*** GIVEN DATA ***

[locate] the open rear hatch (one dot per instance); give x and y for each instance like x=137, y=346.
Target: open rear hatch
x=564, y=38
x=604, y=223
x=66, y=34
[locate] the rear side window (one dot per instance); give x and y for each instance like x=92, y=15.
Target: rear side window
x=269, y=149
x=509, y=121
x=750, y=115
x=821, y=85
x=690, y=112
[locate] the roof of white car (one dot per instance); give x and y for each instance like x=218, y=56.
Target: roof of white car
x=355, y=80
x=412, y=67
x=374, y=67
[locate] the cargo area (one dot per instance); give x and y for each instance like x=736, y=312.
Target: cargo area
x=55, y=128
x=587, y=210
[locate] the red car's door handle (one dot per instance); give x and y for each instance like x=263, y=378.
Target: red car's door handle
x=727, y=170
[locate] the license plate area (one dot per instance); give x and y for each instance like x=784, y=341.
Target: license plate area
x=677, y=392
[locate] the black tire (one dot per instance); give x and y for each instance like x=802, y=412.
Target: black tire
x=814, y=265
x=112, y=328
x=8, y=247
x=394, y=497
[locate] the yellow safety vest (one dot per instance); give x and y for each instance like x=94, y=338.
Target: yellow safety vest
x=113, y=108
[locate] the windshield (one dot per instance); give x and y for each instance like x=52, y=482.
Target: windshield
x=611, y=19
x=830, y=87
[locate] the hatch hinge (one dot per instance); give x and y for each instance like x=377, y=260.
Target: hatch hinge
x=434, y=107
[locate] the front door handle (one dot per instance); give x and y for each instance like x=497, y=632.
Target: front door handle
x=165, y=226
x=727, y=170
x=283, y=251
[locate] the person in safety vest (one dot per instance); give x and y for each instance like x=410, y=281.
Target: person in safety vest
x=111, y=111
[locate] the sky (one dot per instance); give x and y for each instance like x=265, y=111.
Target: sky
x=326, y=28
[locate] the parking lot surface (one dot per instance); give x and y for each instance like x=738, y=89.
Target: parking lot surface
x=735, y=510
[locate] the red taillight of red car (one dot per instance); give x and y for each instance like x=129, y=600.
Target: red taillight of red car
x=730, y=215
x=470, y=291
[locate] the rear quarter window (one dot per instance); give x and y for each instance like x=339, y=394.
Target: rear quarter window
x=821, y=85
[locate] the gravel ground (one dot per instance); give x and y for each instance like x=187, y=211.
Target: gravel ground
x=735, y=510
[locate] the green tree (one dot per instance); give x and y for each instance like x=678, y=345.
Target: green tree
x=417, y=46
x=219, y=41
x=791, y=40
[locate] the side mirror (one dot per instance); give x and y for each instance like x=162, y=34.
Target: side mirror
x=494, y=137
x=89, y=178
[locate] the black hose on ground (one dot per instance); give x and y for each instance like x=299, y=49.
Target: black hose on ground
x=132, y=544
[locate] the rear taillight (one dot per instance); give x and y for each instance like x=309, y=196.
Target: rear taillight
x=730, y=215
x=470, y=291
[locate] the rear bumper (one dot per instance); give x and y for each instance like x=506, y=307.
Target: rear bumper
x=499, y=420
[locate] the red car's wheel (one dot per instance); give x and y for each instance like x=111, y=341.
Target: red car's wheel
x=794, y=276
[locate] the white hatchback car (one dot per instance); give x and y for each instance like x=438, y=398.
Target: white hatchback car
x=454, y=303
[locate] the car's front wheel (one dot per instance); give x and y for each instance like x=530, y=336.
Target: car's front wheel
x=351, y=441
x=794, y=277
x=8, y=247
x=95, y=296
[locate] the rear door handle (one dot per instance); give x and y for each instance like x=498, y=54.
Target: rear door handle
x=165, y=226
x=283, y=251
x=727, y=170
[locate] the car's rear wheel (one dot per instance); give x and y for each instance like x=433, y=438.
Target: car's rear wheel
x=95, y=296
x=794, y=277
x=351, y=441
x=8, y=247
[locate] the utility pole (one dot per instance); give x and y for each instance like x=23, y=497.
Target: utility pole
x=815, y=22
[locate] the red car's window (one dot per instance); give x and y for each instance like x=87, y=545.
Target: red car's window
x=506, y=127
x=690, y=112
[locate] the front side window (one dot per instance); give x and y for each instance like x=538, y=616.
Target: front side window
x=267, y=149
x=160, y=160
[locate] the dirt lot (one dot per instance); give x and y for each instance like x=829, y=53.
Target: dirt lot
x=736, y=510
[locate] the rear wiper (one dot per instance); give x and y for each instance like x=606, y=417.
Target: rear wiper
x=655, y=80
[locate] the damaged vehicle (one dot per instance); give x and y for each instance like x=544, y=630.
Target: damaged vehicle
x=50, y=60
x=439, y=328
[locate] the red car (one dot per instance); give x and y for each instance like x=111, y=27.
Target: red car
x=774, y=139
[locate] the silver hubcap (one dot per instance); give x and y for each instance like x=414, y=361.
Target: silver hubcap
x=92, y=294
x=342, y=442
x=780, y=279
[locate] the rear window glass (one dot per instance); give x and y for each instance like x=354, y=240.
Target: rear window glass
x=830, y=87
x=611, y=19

***
*** GIVEN DATA ***

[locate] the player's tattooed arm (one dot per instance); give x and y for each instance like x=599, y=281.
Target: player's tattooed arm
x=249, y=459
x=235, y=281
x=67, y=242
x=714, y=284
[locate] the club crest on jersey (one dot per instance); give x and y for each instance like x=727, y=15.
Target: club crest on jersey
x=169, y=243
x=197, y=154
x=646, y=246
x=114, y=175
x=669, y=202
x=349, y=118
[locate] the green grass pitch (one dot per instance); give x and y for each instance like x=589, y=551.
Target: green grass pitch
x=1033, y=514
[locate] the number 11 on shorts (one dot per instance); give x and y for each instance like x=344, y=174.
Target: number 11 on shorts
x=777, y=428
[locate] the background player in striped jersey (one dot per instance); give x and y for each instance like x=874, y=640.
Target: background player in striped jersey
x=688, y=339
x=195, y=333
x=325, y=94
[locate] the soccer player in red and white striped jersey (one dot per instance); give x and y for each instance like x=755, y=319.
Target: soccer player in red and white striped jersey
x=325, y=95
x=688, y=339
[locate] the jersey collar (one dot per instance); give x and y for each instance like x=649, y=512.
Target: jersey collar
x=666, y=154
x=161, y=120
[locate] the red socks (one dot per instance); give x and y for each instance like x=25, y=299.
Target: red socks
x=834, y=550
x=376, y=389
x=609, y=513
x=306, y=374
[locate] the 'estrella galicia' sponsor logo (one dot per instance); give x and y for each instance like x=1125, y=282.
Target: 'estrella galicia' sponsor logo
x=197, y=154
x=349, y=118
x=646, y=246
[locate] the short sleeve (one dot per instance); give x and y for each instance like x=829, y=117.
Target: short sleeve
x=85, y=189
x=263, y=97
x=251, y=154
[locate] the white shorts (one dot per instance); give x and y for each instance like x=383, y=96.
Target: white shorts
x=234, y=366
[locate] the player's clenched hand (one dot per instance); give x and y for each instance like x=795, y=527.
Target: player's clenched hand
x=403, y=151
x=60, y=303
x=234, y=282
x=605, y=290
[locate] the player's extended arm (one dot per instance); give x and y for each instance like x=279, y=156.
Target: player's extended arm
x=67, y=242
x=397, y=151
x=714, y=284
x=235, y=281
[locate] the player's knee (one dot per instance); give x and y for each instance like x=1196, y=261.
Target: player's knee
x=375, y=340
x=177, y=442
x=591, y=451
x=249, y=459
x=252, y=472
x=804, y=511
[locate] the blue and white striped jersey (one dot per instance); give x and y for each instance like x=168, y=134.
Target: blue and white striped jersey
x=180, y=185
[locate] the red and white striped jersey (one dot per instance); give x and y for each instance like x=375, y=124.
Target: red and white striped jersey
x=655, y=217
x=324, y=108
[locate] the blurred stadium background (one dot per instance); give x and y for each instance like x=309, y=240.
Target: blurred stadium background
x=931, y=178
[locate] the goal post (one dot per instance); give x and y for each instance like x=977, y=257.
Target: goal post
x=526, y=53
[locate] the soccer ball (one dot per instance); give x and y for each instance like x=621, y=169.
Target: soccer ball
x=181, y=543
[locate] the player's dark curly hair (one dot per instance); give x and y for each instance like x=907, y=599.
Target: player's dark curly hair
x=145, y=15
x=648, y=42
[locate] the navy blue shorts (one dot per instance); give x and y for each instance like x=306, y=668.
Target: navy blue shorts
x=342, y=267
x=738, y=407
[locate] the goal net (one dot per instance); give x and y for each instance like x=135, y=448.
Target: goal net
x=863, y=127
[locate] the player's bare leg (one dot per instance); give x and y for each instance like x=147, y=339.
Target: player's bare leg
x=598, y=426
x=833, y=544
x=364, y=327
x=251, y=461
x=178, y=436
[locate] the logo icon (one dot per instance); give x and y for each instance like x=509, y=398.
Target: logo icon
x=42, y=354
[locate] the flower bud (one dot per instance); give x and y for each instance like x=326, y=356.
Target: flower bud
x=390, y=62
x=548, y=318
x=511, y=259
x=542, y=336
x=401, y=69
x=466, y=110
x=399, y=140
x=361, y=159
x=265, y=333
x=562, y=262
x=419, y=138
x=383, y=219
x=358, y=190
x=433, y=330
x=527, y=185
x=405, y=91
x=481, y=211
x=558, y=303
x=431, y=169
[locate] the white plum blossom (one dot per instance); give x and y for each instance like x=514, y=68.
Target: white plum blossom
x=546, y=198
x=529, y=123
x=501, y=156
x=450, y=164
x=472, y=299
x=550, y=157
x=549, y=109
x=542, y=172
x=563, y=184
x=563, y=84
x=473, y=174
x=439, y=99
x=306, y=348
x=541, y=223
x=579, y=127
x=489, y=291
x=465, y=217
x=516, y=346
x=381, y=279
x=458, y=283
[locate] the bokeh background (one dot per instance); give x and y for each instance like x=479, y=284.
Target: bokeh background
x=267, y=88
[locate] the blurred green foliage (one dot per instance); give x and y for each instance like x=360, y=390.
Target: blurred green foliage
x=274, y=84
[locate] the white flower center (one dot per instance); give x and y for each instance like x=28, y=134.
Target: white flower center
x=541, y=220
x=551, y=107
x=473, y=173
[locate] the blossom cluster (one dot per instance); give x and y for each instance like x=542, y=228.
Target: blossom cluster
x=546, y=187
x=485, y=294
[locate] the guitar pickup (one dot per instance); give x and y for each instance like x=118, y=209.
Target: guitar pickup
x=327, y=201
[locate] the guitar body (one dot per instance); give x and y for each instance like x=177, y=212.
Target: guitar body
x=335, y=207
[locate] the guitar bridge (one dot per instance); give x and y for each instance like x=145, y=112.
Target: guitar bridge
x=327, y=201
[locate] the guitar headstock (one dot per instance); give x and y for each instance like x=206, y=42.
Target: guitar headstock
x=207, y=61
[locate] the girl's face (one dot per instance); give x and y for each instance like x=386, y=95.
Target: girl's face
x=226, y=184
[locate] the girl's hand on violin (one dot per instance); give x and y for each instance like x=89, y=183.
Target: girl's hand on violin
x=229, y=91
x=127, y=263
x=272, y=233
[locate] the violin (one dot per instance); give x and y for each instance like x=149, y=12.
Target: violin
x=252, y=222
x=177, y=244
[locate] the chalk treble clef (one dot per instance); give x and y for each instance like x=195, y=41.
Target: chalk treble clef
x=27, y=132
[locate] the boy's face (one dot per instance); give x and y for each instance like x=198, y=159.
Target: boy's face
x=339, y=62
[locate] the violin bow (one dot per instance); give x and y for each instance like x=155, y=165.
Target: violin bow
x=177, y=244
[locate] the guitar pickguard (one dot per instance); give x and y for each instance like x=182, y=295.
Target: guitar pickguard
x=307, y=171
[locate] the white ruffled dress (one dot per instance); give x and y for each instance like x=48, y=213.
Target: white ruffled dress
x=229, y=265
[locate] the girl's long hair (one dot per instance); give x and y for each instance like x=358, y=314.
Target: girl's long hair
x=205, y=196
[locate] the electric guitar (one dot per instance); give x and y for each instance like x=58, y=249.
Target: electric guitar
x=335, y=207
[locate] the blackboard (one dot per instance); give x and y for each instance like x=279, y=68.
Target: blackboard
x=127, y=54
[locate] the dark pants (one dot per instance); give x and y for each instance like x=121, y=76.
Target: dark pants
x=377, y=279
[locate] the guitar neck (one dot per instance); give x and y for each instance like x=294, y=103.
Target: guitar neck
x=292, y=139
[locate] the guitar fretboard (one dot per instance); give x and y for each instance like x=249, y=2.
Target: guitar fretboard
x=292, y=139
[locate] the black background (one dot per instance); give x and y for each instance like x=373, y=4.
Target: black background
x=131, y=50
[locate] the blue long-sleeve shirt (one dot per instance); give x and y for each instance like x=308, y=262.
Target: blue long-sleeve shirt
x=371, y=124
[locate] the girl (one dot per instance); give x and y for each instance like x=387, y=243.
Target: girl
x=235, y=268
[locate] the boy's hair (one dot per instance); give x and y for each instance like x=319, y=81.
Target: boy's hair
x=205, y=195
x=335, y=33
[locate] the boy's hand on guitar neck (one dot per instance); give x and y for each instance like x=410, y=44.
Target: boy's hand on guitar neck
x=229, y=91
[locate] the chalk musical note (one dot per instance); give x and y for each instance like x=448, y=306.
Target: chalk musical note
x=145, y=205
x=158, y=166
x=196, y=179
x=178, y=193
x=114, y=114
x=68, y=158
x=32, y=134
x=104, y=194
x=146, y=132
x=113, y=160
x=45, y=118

***
*** GIVEN DATA ***

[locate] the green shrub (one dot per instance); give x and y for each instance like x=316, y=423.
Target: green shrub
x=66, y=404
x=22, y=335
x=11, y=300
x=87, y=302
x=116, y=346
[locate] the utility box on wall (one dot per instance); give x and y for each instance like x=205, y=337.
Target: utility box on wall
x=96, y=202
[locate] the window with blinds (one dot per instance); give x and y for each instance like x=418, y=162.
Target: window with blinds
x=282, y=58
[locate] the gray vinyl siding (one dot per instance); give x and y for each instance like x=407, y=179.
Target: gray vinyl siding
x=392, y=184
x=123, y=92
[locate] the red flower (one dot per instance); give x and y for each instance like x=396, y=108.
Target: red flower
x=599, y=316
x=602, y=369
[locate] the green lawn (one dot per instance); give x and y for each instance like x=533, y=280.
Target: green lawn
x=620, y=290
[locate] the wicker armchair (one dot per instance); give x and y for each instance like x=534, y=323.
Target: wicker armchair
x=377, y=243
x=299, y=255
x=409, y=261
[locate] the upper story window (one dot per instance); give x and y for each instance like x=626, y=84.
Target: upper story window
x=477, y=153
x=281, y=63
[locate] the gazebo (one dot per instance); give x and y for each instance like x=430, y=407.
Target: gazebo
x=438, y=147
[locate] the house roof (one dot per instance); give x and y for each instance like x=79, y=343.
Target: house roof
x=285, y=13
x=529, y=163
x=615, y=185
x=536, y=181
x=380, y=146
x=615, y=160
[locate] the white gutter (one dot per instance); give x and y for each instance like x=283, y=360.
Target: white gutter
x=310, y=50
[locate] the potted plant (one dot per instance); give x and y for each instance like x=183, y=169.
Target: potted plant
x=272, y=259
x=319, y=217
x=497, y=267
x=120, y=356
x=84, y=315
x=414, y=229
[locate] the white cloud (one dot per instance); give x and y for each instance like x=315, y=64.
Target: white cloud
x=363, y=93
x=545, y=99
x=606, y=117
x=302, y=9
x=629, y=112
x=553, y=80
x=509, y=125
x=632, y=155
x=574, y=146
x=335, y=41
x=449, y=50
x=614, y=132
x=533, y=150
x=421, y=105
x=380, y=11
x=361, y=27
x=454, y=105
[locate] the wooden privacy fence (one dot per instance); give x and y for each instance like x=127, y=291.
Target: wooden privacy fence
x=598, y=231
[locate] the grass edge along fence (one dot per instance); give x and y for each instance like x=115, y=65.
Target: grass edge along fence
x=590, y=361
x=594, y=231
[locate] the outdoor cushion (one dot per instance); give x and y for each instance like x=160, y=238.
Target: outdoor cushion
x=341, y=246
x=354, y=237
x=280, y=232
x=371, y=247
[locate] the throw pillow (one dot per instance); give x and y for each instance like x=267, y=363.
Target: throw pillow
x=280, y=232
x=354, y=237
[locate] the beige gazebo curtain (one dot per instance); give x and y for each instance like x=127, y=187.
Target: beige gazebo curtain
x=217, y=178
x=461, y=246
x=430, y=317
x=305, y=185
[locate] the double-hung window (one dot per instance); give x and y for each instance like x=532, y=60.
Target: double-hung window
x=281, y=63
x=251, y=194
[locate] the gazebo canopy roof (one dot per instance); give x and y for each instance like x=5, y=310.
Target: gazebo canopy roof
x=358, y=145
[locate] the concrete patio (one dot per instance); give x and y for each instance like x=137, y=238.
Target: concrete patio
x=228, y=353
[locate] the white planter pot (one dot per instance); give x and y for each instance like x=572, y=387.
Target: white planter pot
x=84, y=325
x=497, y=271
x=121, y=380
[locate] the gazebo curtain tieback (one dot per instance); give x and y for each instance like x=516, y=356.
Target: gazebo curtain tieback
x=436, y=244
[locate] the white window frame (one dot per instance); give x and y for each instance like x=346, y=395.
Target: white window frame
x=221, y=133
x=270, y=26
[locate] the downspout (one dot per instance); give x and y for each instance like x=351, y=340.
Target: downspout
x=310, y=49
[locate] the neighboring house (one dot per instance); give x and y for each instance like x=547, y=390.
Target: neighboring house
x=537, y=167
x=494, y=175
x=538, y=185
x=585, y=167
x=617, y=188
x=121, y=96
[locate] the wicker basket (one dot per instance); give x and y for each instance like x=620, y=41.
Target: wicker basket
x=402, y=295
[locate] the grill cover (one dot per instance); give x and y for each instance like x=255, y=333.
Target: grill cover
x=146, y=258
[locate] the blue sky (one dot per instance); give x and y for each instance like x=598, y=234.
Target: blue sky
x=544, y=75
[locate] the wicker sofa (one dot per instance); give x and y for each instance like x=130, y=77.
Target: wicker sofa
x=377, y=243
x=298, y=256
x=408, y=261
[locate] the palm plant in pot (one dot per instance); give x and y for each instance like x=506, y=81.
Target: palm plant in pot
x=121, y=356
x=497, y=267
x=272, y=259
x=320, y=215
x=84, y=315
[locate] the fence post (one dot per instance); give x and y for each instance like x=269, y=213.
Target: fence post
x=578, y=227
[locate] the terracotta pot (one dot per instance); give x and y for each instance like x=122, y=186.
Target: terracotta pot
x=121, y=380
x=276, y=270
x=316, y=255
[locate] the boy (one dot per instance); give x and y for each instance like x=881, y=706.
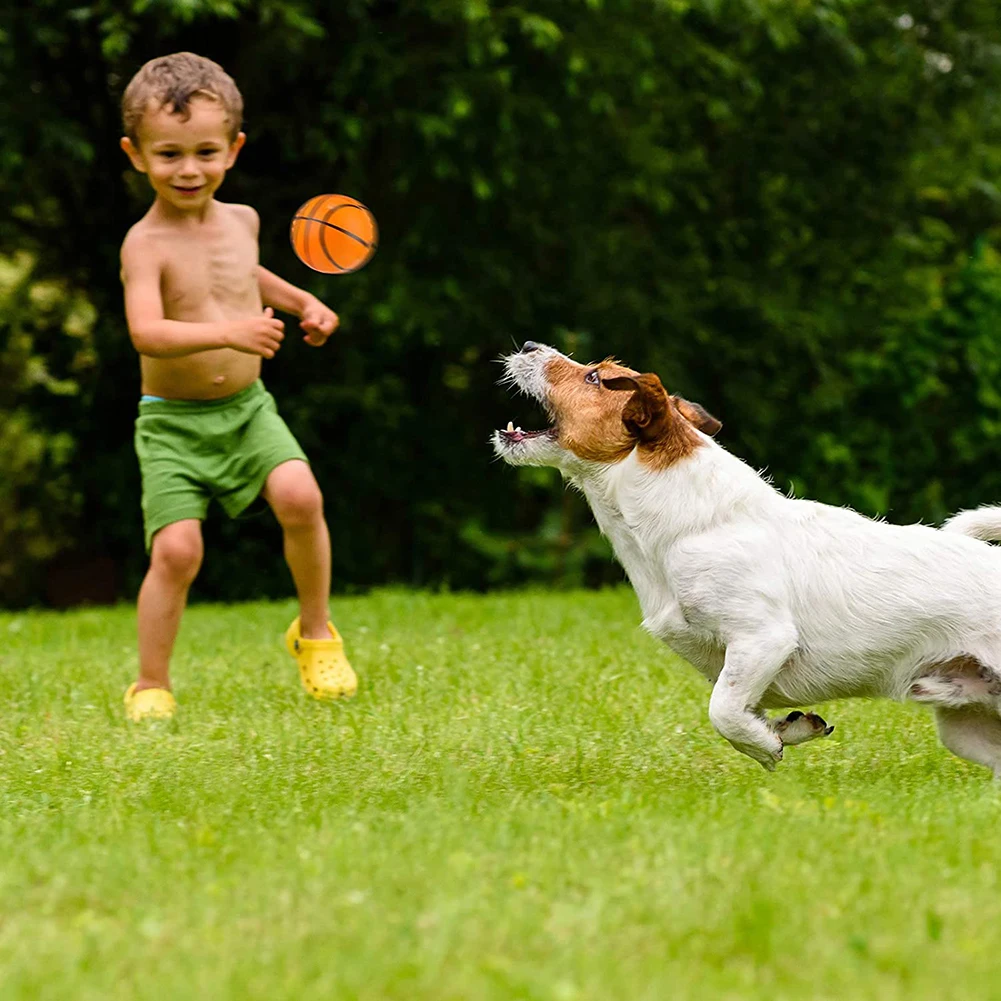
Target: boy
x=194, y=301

***

◆ **INSTRUCTIONS TO FOLLOW**:
Collect every line of the listing that contains the string "silver", treating uppercase and lowercase as different.

◆ **EXPECTED ANSWER**:
[locate] the silver hubcap (one dot per instance); give x and y for each instance like x=414, y=361.
Target: silver hubcap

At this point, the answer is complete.